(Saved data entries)
════

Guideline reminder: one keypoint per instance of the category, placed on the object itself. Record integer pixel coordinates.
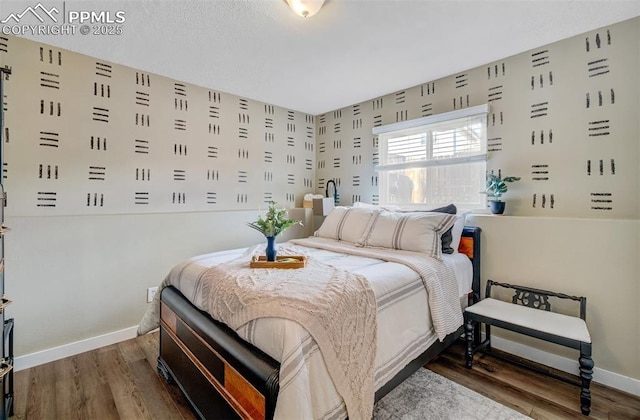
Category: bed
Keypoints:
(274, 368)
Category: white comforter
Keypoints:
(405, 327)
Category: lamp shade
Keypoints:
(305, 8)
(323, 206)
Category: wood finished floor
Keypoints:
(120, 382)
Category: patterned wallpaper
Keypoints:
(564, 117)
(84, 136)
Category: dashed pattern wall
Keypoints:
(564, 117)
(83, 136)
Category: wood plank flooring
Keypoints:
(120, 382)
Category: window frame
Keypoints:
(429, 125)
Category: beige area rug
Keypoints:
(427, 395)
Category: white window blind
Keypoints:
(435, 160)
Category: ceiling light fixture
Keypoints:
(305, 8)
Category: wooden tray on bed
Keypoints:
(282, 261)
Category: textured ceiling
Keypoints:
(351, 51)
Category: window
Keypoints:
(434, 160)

════

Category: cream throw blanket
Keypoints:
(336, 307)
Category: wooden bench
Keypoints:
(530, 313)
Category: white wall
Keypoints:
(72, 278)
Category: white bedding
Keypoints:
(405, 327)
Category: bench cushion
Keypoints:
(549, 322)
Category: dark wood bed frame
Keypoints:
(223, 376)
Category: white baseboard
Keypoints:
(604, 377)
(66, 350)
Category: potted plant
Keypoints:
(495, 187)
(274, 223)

════

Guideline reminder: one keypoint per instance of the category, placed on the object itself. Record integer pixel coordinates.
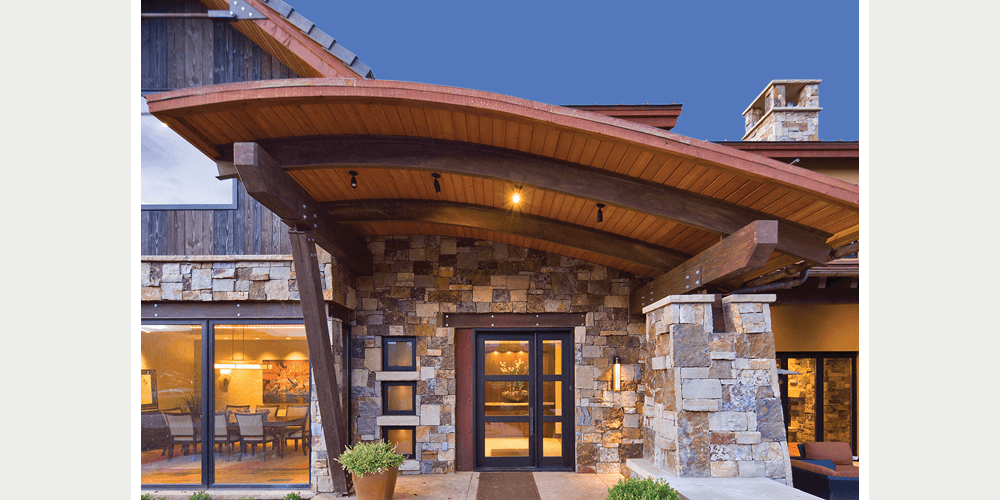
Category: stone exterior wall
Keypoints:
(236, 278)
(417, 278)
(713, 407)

════

Stated problem :: Please count how many of the lines above contain the word "wooden", and reply with the number alone.

Answer to this task :: 2